[Coordinate annotation listing]

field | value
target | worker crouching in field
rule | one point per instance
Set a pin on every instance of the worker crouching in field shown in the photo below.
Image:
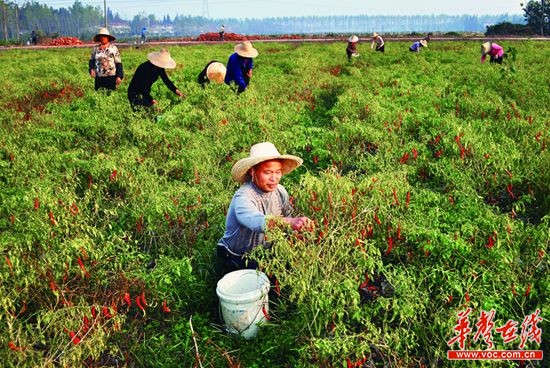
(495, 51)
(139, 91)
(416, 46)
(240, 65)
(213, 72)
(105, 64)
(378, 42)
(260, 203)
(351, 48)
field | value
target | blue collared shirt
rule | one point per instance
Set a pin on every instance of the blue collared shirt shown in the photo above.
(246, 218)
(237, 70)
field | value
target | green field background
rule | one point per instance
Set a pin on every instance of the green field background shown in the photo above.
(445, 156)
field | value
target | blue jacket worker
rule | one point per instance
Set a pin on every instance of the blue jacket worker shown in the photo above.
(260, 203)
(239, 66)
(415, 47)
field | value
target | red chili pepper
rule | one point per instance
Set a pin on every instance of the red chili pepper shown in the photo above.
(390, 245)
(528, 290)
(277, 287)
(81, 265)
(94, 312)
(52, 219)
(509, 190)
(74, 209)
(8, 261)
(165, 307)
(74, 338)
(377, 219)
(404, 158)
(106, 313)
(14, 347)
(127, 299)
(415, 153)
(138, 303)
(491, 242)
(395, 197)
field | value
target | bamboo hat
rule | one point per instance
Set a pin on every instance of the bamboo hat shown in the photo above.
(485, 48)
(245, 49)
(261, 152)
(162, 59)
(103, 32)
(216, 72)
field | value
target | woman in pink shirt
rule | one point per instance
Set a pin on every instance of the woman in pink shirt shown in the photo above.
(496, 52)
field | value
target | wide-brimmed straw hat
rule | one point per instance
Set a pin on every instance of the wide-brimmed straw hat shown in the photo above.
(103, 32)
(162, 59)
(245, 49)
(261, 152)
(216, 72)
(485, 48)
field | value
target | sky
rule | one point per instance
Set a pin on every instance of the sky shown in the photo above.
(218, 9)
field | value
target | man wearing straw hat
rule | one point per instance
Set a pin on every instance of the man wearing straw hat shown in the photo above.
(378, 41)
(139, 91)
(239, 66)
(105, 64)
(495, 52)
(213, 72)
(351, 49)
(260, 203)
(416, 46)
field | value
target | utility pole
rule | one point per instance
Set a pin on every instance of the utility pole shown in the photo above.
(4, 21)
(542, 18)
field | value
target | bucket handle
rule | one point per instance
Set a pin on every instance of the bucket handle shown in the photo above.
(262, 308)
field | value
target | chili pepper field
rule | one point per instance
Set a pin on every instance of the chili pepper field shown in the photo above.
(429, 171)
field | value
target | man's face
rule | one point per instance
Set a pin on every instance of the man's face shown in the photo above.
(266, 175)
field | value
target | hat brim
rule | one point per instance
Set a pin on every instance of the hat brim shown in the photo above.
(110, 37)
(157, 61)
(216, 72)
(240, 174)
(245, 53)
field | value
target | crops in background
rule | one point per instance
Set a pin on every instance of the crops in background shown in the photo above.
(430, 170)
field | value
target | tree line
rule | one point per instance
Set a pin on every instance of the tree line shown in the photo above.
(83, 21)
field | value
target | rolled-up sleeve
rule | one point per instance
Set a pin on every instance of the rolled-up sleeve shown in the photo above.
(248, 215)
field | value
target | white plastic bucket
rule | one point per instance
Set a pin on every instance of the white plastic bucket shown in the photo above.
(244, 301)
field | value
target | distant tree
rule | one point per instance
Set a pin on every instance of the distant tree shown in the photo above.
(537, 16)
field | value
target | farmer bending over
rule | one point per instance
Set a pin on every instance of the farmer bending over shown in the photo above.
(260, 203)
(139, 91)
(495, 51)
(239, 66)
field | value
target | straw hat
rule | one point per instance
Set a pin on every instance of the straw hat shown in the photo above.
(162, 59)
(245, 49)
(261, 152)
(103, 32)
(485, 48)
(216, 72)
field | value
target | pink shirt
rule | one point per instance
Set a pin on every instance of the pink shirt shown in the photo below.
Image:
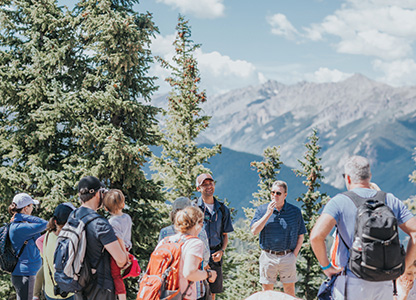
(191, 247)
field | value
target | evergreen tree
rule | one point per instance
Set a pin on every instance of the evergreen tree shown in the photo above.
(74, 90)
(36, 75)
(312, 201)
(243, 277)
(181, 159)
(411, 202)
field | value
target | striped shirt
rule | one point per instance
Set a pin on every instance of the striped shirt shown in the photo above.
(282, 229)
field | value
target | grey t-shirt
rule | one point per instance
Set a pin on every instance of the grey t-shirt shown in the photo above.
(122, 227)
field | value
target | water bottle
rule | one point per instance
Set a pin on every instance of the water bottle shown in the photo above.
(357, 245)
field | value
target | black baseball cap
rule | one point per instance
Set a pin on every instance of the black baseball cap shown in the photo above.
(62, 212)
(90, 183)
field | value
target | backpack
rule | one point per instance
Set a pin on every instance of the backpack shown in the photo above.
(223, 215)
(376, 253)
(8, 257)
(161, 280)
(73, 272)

...

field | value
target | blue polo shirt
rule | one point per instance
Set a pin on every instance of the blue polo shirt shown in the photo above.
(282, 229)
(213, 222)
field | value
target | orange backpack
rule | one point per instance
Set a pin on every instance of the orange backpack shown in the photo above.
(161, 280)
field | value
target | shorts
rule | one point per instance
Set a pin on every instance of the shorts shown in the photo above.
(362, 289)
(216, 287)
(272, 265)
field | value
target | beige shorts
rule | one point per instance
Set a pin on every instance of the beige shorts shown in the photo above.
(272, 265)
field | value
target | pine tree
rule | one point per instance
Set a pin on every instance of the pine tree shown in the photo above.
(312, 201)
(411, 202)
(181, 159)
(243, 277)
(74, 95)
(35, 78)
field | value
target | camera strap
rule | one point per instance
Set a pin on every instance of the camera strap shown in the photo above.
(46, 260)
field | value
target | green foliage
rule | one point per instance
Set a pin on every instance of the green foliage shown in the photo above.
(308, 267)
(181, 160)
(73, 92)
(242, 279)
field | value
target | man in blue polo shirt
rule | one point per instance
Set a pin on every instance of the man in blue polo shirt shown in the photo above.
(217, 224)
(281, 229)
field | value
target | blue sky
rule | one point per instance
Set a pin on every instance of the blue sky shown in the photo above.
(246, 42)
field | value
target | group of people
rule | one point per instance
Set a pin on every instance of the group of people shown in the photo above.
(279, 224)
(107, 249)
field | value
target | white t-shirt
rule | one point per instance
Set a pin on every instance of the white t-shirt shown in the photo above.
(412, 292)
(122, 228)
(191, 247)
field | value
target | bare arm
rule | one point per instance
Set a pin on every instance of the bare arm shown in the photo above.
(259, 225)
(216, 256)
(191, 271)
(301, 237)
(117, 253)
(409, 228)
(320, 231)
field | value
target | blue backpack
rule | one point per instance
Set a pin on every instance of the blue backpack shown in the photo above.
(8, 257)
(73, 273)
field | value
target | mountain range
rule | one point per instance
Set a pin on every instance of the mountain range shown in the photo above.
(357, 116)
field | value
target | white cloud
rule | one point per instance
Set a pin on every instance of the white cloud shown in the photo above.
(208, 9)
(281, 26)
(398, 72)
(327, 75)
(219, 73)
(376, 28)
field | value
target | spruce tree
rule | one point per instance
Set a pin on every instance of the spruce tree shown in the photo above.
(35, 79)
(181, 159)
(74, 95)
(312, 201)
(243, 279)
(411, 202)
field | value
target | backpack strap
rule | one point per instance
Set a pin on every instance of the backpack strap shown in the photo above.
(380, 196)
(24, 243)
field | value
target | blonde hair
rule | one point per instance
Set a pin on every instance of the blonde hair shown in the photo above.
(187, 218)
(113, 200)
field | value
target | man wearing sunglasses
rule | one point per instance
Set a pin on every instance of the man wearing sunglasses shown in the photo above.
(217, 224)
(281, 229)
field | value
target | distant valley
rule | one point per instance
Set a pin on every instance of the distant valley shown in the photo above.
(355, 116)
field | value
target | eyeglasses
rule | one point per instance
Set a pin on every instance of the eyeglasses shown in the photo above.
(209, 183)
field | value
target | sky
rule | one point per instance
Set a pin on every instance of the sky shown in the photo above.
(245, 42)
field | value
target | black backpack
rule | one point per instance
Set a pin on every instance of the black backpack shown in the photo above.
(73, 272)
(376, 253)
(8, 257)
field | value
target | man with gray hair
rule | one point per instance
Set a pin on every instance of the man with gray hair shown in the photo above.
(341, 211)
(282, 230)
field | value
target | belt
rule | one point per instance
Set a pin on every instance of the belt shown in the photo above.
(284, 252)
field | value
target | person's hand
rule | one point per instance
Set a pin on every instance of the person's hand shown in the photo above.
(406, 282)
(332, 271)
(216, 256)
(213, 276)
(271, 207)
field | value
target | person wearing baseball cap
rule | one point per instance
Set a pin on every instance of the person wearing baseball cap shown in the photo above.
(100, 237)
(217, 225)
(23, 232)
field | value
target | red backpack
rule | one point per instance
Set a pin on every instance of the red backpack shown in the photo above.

## Task statement
Pick out every line of the listing above that contains the word "black", and copy each one. Case counts.

## Task solution
target | black baseball cap
Set a pin on every instance of the black baseball cap shown in the photo above.
target | black backpack
Set a pin on every instance of the black backpack shown in the photo above.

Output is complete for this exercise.